▸ TASK BRIEF
Please repeat every one of the rows below word for word, with no changes.

++++++

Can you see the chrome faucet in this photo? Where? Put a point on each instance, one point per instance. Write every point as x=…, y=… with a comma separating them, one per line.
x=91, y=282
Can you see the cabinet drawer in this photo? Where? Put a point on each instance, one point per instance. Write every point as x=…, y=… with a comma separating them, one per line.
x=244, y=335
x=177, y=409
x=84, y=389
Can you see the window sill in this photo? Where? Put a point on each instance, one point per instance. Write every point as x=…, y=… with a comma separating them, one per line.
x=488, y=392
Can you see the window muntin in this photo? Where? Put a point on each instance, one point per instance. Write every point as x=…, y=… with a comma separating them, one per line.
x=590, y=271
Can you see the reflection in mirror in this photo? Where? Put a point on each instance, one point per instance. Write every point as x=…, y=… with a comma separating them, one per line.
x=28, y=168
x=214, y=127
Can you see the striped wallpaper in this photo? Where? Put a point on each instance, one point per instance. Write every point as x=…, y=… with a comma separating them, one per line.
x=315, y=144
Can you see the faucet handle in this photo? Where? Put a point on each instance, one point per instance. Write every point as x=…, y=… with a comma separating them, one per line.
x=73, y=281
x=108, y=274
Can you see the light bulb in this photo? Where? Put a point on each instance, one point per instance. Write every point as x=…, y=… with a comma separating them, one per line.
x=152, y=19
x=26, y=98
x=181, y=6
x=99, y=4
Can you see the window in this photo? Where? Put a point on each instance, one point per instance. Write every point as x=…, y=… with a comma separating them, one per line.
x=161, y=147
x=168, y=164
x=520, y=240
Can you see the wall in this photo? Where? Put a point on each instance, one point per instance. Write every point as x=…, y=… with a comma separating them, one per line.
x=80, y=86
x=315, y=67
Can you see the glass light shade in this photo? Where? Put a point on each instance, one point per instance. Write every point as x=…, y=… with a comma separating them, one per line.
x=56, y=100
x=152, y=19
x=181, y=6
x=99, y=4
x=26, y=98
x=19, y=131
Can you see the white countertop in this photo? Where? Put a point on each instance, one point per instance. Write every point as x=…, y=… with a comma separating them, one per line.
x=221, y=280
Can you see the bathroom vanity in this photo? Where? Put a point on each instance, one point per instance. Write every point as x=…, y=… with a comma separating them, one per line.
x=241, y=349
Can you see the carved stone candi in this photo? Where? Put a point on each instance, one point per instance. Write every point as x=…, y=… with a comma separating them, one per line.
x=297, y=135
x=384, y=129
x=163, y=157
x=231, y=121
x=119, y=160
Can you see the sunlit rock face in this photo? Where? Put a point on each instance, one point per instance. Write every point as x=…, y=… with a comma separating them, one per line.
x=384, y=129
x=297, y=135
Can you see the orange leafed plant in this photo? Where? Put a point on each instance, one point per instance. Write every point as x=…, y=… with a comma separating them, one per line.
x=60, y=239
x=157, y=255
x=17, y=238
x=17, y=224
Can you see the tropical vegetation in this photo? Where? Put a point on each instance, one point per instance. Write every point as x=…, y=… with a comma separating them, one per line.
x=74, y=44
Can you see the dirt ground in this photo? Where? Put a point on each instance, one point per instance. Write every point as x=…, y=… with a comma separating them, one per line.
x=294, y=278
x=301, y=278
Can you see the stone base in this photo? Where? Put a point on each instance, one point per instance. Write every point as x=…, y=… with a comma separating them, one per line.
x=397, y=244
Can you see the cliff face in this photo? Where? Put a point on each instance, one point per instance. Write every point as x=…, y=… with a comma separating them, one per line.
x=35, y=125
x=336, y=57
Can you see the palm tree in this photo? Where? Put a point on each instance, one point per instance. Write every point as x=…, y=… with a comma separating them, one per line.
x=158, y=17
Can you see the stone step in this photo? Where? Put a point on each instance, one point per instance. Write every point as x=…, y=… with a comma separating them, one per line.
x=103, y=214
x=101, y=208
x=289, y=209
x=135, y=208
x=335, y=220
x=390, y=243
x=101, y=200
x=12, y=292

++++++

▸ CORRECT RESPONSE
Can you see the chrome faucet in this photo? Where? Put a point on each instance, one point per instance. Write every point as x=…, y=… with a comma separating them, one per line.
x=91, y=282
Can you see the cabinet drawer in this photo? Where? Put a point on each instance, one point per instance. Write every point as x=…, y=… with a comma separating them, one per line.
x=244, y=335
x=177, y=409
x=84, y=389
Can you see the window sill in this photo? Where? Put a point on each instance, one point per instance. Write every point as x=…, y=… with a comma separating them, one per line.
x=488, y=392
Can you see the window muntin in this photo? Where? Put a point on each instance, one point per instance. Write every point as x=…, y=… with a comma separating them, one per line.
x=590, y=271
Can you see the reflection in mirror in this photo? Where? Put a point on each instance, one point per instance. Write every point as x=…, y=… with a comma separating them, one per line.
x=28, y=168
x=214, y=127
Can you see the striped wallpaper in this photo? Where? Put a point on each instance, one point per instance. Write every point as x=…, y=… with a comma separating them, one per line.
x=315, y=144
Can you see the faucet handle in this photo? Where? Put a point on each instance, one point per instance. Write every point as x=…, y=… with a comma separating them, one per line.
x=73, y=281
x=108, y=274
Can you see the light bulb in this photo? Where? Put a point on each instance, one point per instance. Write every point as x=…, y=… with a comma separating them, one per line.
x=152, y=19
x=26, y=98
x=181, y=6
x=99, y=4
Can you see the window in this photo? Where? Put a point on each instance, one point per instance. Write every point as x=…, y=… with a comma separating them, one per line.
x=161, y=147
x=168, y=164
x=520, y=240
Can you see the wall in this photo? Where? Put a point on each instance, one point per instance. Write every point as x=…, y=… with a comma separating them, one per line.
x=80, y=86
x=315, y=67
Can you see the glass light shade in this photo? Where? Put a point on each instance, one point per instance. Write every point as x=…, y=… with a comma separating them, one per line.
x=56, y=100
x=152, y=19
x=181, y=6
x=99, y=4
x=26, y=98
x=19, y=131
Can you see the white countertop in this photo? Where? Put a point on each instance, one point per instance. Write every point as x=…, y=… with a comma separating them, one per line.
x=221, y=280
Can you see the bathroom vanity in this photo? Where? Put a point on each instance, one point per instance. Write every point as x=…, y=… with a comma separating them, one per line.
x=241, y=349
Can you see the carved stone candi in this photo? Where? Put a point on each instance, one point per instance. Write every point as x=…, y=… with a comma separating them, one per line.
x=297, y=135
x=384, y=129
x=163, y=157
x=231, y=121
x=119, y=160
Can you see the sunlit rock face in this photo? Where? Put a point on each instance, one point per instance. Write every point as x=…, y=… with a comma separating them, one per line.
x=384, y=129
x=297, y=135
Can you see the orange leafed plant in this photo? Where? Put a point on each instance, one point per instance. Write every point as x=…, y=… with a comma separating them, one per line.
x=60, y=239
x=157, y=255
x=17, y=238
x=17, y=224
Can you see the tropical vegetation in this photo? Where? Put a point on each instance, one point per instance. Write every point as x=…, y=… with a comma separating them, one per line.
x=74, y=44
Can you see the dirt ground in this photo? Where? Put a point on each instance, one point per instance. Write every point as x=…, y=… with a comma separating them, one per line.
x=294, y=278
x=301, y=278
Can you see the stone base in this photo? Where? Put a point on each instance, one point per instance. Write every point as x=…, y=… with a comma separating them, one per line.
x=397, y=244
Can you see the cliff face in this photo? Where? Put a point on each instance, one point per instance. Write every point as x=…, y=… with a comma separating them, one per line.
x=35, y=125
x=336, y=57
Can you see the palm tree in this photo? Where? Put a point on each instance, one point per instance. Write every point as x=…, y=… with a comma separating them, one per line.
x=158, y=17
Can you see the stone step in this photo? Where? Put a point on each instance, one point per instance. Write every point as x=…, y=… with a comma separating them, one per line.
x=103, y=214
x=101, y=208
x=289, y=209
x=135, y=208
x=335, y=220
x=390, y=243
x=101, y=200
x=12, y=292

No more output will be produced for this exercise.